Jumat, 12 Maret 2021

DITARIK OLEH ANUGERAH-NYA

Ketika melayani di Jepang, Corrie ten Boom tiba di gereja pada ibadah malam dengan perasaan mengasihani diri sendiri. Ia sangat lelah dan perutnya tidak biasa diisi dengan makanan asing. Betapa ia merindukan kembali makanan Eropa yang lezat di tanah airnya, Belanda. Ia membayangkan sebuah meja di mana ia tidak perlu duduk bersila di lantai, dan tempat tidur yang lembut ketimbang tikar keras yang dipakai orang Jepang untuk tidur.

 

Pada kebaktian malam itu ia melihat seorang pria yang sedikit bungkuk di kursi roda. Wajahnya memancarkan ekspresi paling bahagia yang bisa ia bayangkan. Setelah ibadah, penerjemahnya memperkenalkan orang itu kepadanya. Ketika Corrie bertanya tentang beberapa paket kecil yang dibungkus kertas cokelat dan diikat dengan tali di pangkuannya, ia tersenyum lebar. Dengan hati-hati ia membuka salah satu bungkusan paket itu untuk menunjukkan isinya. Dengan antusias ia menjelaskan: “Ini adalah Injil Yohanes, ditulis dalam huruf Braille. Saya baru saja menyelesaikannya!” Selanjutnya ia menjelaskan bahwa ini kelimabelas kalinya ia telah menulis Injil Yohanes dalam huruf Braille. Ia juga menulis kita lain dari Injil serta beberapa bagian Alkitab yang lebih pendek untuk orang buta.

 

“Bagaimana kamu sampai melakukan hal ini?” tanya Corry

 

Pria itu melanjutkan dengan menceritakan tentang “Wanita Alkitab” (untuk menyebut seorang wanita yang selalu membagikan salinan Alkitab dan buku-buku Kristen) di Jepang yang melakukan perjalanan dari desa ke desa, membawa salinan Alkitab, buku-buku Kristen, dan pamflet untuk mereka yang haus akan Firman Tuhan. “Wanita Alkitab kami sakit berat akibat tuberculosis,” jelasnya, “ namun demikian ia tetap bepergian setiap minggu sampai ke enam belas desa, meskipun ia akan segera meninggal. Ketika mendengar kabar itu, saya bertanya kepada Tuhan, apa yang bisa saya lakukan untuk membantunya meskipun kaki saya lumpuh, dan saya tidak bisa keluar dari kursi roda ini, dalam banyak hal saya lebih sehat daripada dirinya. Tuhan menunjukkan kepada saya bahwa melalui tangan yang gemetar dan kaki saya yang lumpuh, saya bisa menjadi tangannya, dan ia menjadi kaki saya. Saya menulis halaman-halaman Braille dan ia mengambil Alkitab berkeliling ke desa-desa serta memberikan itu semua kepada orang-orang buta, yang ketinggalan begitu banyak karena mereka tidak dapat melihat.”
◇ ◇ ◇
* **PERINTAH 1**
Sunting entri dari baris paling awal sampai baris yang memuat "top-left (311, 0), bottom-right (800, 255)", termasuk kedua baris itu: ubah "white cloud" menjadi "gray cloud", dan biarkan bagian lainnya tetap sama.
Kutipan di atas tidak berhubungan dengan entri yang ada.
◇ ◇ ◇
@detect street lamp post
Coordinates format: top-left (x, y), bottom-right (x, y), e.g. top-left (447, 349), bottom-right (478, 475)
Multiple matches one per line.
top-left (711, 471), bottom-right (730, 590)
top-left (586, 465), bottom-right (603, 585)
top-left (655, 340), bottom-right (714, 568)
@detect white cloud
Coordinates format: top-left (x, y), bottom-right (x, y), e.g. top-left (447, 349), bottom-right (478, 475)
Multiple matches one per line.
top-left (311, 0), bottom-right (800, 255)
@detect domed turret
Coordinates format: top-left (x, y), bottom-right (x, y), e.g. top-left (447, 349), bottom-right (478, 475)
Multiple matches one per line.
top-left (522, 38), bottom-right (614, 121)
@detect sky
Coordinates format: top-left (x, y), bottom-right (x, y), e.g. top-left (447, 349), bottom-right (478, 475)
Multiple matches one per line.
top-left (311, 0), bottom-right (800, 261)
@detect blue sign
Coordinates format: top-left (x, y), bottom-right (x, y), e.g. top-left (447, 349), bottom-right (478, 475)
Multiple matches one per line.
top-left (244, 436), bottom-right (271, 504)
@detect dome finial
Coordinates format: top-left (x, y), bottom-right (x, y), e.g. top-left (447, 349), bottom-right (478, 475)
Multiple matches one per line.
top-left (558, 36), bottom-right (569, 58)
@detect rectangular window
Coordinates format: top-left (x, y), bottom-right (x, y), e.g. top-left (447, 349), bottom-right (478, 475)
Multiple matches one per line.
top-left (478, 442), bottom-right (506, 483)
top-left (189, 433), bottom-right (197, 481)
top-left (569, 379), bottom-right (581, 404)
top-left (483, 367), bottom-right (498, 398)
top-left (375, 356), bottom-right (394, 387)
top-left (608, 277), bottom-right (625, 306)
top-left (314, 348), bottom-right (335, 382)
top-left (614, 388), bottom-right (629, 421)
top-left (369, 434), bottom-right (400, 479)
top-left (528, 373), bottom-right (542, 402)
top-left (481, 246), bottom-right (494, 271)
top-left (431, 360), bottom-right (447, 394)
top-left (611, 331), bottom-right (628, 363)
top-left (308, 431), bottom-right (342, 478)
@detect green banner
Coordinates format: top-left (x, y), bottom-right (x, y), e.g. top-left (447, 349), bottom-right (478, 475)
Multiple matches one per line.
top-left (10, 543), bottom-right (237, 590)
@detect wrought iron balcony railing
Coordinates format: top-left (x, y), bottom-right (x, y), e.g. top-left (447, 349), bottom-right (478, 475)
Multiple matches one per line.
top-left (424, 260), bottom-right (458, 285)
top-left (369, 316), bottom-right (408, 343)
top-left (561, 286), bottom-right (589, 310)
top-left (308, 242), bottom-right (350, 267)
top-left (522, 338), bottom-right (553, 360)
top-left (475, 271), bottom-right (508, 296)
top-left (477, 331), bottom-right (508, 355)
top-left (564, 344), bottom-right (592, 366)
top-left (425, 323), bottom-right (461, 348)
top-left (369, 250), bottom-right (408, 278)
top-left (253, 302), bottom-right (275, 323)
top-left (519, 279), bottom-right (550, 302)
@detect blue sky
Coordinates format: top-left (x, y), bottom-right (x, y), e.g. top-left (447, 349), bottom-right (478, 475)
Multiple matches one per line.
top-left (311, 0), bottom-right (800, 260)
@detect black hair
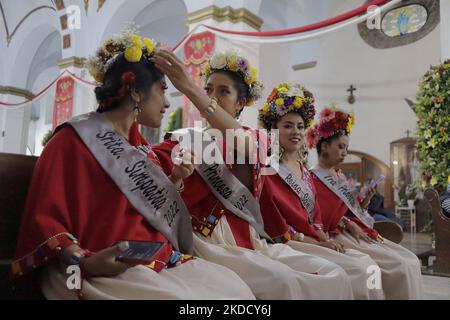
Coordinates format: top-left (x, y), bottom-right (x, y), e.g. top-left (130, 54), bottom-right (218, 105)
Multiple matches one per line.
top-left (95, 53), bottom-right (164, 113)
top-left (316, 131), bottom-right (346, 156)
top-left (210, 70), bottom-right (250, 117)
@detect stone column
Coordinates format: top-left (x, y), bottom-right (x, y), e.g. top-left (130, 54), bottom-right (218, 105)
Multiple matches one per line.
top-left (440, 0), bottom-right (450, 62)
top-left (0, 86), bottom-right (33, 154)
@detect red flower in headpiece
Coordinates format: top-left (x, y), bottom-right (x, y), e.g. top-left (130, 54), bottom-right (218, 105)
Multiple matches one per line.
top-left (320, 108), bottom-right (334, 121)
top-left (267, 88), bottom-right (278, 101)
top-left (306, 126), bottom-right (320, 149)
top-left (335, 111), bottom-right (348, 130)
top-left (121, 71), bottom-right (136, 85)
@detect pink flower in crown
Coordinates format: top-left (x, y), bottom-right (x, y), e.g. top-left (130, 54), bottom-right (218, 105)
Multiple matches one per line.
top-left (320, 108), bottom-right (334, 121)
top-left (237, 58), bottom-right (250, 73)
top-left (306, 126), bottom-right (320, 149)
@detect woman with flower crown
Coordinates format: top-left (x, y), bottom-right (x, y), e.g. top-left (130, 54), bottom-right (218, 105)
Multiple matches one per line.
top-left (154, 51), bottom-right (353, 299)
top-left (306, 106), bottom-right (423, 299)
top-left (12, 32), bottom-right (254, 299)
top-left (259, 82), bottom-right (383, 299)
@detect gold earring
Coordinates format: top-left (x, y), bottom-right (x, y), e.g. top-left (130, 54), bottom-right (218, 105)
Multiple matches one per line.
top-left (279, 146), bottom-right (284, 161)
top-left (133, 102), bottom-right (142, 122)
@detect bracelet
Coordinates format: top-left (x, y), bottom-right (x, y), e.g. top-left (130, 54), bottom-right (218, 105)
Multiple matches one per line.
top-left (177, 180), bottom-right (184, 193)
top-left (200, 99), bottom-right (219, 119)
top-left (338, 216), bottom-right (350, 230)
top-left (69, 248), bottom-right (92, 265)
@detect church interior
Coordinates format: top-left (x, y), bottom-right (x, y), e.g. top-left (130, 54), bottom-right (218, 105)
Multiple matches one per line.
top-left (0, 0), bottom-right (450, 300)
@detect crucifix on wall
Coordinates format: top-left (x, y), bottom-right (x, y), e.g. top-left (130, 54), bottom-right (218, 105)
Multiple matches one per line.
top-left (347, 84), bottom-right (356, 104)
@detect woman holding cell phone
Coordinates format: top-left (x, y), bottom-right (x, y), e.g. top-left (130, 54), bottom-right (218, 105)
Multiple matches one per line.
top-left (12, 32), bottom-right (254, 299)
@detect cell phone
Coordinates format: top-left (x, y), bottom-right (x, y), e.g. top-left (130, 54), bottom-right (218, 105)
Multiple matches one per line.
top-left (116, 241), bottom-right (164, 265)
top-left (369, 175), bottom-right (386, 188)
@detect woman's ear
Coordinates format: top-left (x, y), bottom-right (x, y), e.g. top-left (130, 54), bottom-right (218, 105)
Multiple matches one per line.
top-left (130, 88), bottom-right (141, 103)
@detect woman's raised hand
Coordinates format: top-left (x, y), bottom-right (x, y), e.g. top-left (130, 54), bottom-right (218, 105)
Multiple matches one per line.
top-left (151, 49), bottom-right (195, 94)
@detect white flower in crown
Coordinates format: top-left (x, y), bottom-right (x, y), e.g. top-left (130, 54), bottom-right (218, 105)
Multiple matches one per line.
top-left (225, 48), bottom-right (239, 61)
top-left (284, 85), bottom-right (305, 98)
top-left (210, 52), bottom-right (227, 69)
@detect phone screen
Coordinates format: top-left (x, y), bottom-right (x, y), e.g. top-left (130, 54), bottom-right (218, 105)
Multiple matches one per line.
top-left (117, 241), bottom-right (163, 262)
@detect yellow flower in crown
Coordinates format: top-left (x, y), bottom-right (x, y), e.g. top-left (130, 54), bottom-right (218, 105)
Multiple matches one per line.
top-left (345, 116), bottom-right (353, 133)
top-left (103, 39), bottom-right (116, 54)
top-left (202, 63), bottom-right (211, 77)
top-left (129, 34), bottom-right (143, 48)
top-left (245, 67), bottom-right (258, 85)
top-left (227, 56), bottom-right (239, 72)
top-left (124, 46), bottom-right (142, 62)
top-left (293, 97), bottom-right (304, 108)
top-left (144, 38), bottom-right (155, 55)
top-left (275, 98), bottom-right (284, 106)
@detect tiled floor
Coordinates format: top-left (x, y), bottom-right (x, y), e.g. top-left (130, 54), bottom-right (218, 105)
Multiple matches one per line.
top-left (423, 275), bottom-right (450, 300)
top-left (400, 232), bottom-right (450, 300)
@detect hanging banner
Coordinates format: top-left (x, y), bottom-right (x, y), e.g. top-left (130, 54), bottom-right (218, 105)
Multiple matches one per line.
top-left (53, 76), bottom-right (75, 129)
top-left (183, 31), bottom-right (215, 128)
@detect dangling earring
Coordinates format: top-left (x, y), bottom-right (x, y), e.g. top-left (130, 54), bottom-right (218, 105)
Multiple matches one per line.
top-left (133, 102), bottom-right (142, 122)
top-left (297, 150), bottom-right (305, 165)
top-left (278, 146), bottom-right (284, 161)
top-left (130, 102), bottom-right (143, 147)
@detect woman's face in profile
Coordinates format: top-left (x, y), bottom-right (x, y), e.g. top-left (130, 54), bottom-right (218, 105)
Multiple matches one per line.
top-left (137, 78), bottom-right (170, 128)
top-left (205, 72), bottom-right (242, 118)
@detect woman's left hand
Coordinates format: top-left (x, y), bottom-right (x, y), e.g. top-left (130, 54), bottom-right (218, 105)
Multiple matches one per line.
top-left (361, 188), bottom-right (377, 209)
top-left (170, 149), bottom-right (194, 183)
top-left (345, 221), bottom-right (373, 243)
top-left (151, 49), bottom-right (194, 94)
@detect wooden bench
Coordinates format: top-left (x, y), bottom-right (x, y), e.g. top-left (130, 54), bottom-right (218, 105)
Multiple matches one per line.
top-left (424, 189), bottom-right (450, 274)
top-left (0, 153), bottom-right (38, 299)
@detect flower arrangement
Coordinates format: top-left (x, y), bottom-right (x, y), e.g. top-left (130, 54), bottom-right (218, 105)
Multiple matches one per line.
top-left (258, 82), bottom-right (316, 130)
top-left (201, 49), bottom-right (263, 106)
top-left (86, 27), bottom-right (159, 83)
top-left (306, 104), bottom-right (355, 149)
top-left (414, 60), bottom-right (450, 186)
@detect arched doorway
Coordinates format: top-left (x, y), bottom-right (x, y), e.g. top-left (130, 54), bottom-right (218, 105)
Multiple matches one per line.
top-left (339, 150), bottom-right (394, 209)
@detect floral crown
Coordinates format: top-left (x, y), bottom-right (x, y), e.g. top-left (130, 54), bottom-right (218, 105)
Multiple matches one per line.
top-left (86, 28), bottom-right (159, 83)
top-left (258, 82), bottom-right (316, 129)
top-left (306, 104), bottom-right (355, 149)
top-left (201, 49), bottom-right (263, 106)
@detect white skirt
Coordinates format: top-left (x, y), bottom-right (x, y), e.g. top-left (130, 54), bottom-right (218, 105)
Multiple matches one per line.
top-left (41, 258), bottom-right (255, 300)
top-left (335, 232), bottom-right (423, 299)
top-left (286, 241), bottom-right (384, 300)
top-left (194, 216), bottom-right (353, 299)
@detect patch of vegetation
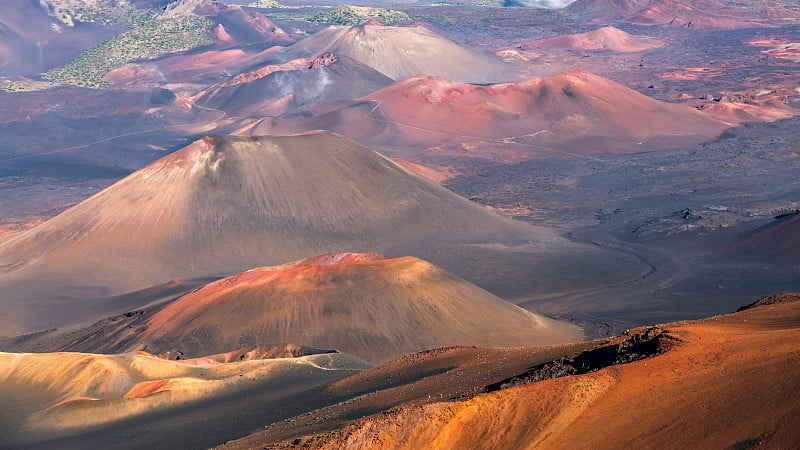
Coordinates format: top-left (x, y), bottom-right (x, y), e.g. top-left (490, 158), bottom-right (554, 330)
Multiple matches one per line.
top-left (43, 12), bottom-right (212, 88)
top-left (308, 5), bottom-right (411, 25)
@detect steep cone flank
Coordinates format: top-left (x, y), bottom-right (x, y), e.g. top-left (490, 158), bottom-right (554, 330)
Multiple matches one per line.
top-left (132, 254), bottom-right (580, 363)
top-left (733, 212), bottom-right (800, 261)
top-left (287, 25), bottom-right (499, 83)
top-left (0, 133), bottom-right (553, 335)
top-left (517, 27), bottom-right (664, 53)
top-left (565, 0), bottom-right (800, 28)
top-left (220, 301), bottom-right (800, 449)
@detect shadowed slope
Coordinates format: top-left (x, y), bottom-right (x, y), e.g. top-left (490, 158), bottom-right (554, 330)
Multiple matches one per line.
top-left (0, 353), bottom-right (369, 448)
top-left (248, 71), bottom-right (730, 161)
top-left (278, 25), bottom-right (498, 83)
top-left (0, 133), bottom-right (565, 335)
top-left (732, 212), bottom-right (800, 261)
top-left (223, 301), bottom-right (800, 449)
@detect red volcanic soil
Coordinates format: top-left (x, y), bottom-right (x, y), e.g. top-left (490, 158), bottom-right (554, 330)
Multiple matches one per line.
top-left (732, 213), bottom-right (800, 260)
top-left (0, 0), bottom-right (113, 77)
top-left (365, 71), bottom-right (727, 159)
top-left (700, 94), bottom-right (800, 123)
top-left (516, 27), bottom-right (664, 53)
top-left (194, 53), bottom-right (392, 117)
top-left (0, 133), bottom-right (566, 335)
top-left (120, 253), bottom-right (581, 363)
top-left (241, 71), bottom-right (732, 163)
top-left (285, 25), bottom-right (503, 83)
top-left (221, 296), bottom-right (800, 449)
top-left (392, 158), bottom-right (458, 183)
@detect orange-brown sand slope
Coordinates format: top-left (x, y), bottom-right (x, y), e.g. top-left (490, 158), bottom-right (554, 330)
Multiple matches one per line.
top-left (0, 353), bottom-right (369, 447)
top-left (517, 26), bottom-right (664, 53)
top-left (122, 253), bottom-right (582, 363)
top-left (255, 295), bottom-right (800, 449)
top-left (194, 53), bottom-right (392, 117)
top-left (286, 25), bottom-right (502, 83)
top-left (0, 133), bottom-right (564, 335)
top-left (366, 71), bottom-right (727, 154)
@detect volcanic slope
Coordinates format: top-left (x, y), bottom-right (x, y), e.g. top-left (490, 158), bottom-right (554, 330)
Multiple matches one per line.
top-left (0, 133), bottom-right (564, 335)
top-left (284, 25), bottom-right (503, 83)
top-left (222, 295), bottom-right (800, 449)
top-left (564, 0), bottom-right (800, 28)
top-left (0, 344), bottom-right (370, 448)
top-left (249, 71), bottom-right (731, 161)
top-left (12, 253), bottom-right (583, 363)
top-left (205, 5), bottom-right (295, 45)
top-left (517, 27), bottom-right (664, 53)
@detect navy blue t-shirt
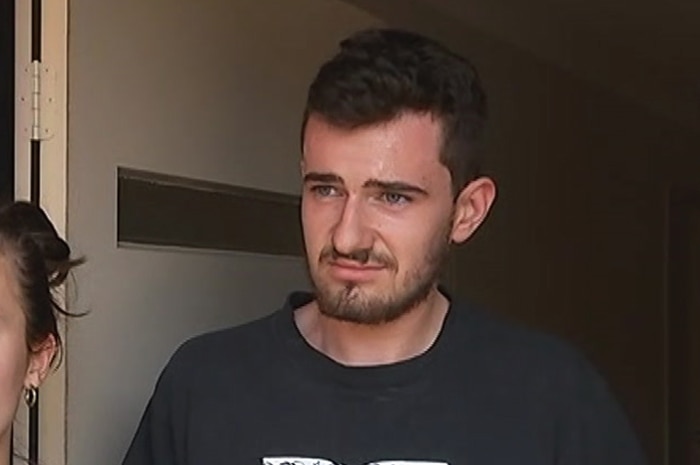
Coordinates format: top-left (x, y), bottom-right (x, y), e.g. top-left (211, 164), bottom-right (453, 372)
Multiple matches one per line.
top-left (123, 293), bottom-right (646, 465)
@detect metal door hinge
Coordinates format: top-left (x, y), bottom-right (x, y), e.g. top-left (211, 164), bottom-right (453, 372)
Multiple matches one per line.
top-left (18, 60), bottom-right (56, 140)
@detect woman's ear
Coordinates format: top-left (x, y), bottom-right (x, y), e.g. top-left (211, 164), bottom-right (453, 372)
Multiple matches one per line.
top-left (451, 177), bottom-right (496, 244)
top-left (24, 334), bottom-right (58, 387)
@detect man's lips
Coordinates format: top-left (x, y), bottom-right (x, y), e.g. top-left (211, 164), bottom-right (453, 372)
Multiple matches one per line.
top-left (328, 259), bottom-right (386, 281)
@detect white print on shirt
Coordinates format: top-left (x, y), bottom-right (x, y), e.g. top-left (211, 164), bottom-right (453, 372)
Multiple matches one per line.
top-left (262, 457), bottom-right (450, 465)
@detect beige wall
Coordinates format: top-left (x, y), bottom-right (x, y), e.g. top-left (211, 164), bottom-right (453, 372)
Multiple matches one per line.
top-left (350, 0), bottom-right (700, 464)
top-left (65, 0), bottom-right (375, 465)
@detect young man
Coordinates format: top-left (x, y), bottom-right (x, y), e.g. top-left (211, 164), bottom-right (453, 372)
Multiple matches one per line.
top-left (119, 30), bottom-right (644, 465)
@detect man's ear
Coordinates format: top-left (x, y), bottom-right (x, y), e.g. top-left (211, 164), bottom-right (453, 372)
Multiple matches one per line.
top-left (24, 334), bottom-right (58, 387)
top-left (451, 177), bottom-right (496, 244)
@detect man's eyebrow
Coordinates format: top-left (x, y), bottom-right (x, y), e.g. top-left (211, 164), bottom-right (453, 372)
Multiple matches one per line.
top-left (304, 171), bottom-right (343, 184)
top-left (363, 179), bottom-right (428, 196)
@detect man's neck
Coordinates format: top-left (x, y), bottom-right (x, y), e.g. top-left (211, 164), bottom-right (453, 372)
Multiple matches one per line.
top-left (0, 433), bottom-right (10, 465)
top-left (294, 289), bottom-right (449, 366)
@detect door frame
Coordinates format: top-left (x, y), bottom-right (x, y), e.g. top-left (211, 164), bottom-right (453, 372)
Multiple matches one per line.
top-left (665, 187), bottom-right (700, 465)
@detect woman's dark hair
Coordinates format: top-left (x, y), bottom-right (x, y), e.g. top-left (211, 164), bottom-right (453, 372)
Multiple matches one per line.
top-left (302, 29), bottom-right (486, 194)
top-left (0, 201), bottom-right (84, 362)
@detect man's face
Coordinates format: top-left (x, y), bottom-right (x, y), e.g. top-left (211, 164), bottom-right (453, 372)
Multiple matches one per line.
top-left (302, 113), bottom-right (453, 324)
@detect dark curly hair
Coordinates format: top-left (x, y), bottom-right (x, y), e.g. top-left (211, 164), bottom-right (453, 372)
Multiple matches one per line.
top-left (0, 202), bottom-right (84, 363)
top-left (301, 29), bottom-right (486, 194)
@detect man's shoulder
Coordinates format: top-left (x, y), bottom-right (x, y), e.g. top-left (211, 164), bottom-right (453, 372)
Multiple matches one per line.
top-left (168, 310), bottom-right (284, 372)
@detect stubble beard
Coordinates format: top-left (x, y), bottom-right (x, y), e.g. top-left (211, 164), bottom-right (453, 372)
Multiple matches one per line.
top-left (309, 221), bottom-right (450, 325)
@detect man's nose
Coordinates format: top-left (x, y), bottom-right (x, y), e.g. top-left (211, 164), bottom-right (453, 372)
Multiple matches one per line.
top-left (332, 197), bottom-right (372, 261)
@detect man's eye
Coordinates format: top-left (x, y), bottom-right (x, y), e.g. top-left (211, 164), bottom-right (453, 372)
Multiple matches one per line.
top-left (311, 185), bottom-right (338, 197)
top-left (382, 192), bottom-right (412, 205)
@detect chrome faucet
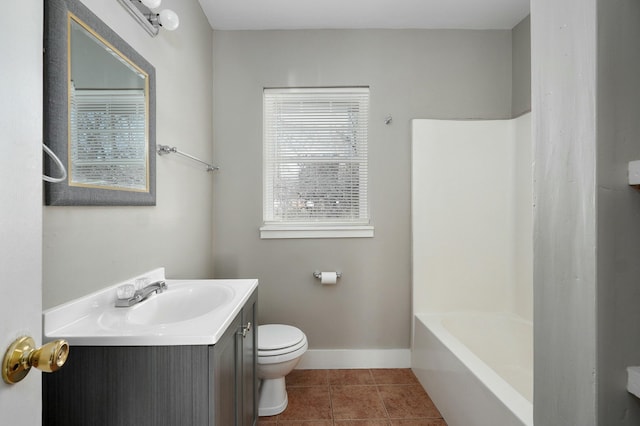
◇ ◇ ◇
* **PERINTAH 2**
Menurut kutipan tentang Corrie ten Boom di Jepang, sudah berapa kali pria di kursi roda itu menulis Injil Yohanes dalam huruf Braille?

* **JAWABAN TUGAS 1**
@detect street lamp post
Coordinates format: top-left (x, y), bottom-right (x, y), e.g. top-left (447, 349), bottom-right (478, 475)
Multiple matches one per line.
top-left (711, 471), bottom-right (730, 590)
top-left (586, 465), bottom-right (603, 585)
top-left (655, 340), bottom-right (714, 568)
@detect gray cloud
Coordinates format: top-left (x, y), bottom-right (x, y), e.g. top-left (447, 349), bottom-right (478, 475)
Multiple matches one per line.
top-left (311, 0), bottom-right (800, 255)

* **JAWABAN TUGAS 2**
Lima belas kali.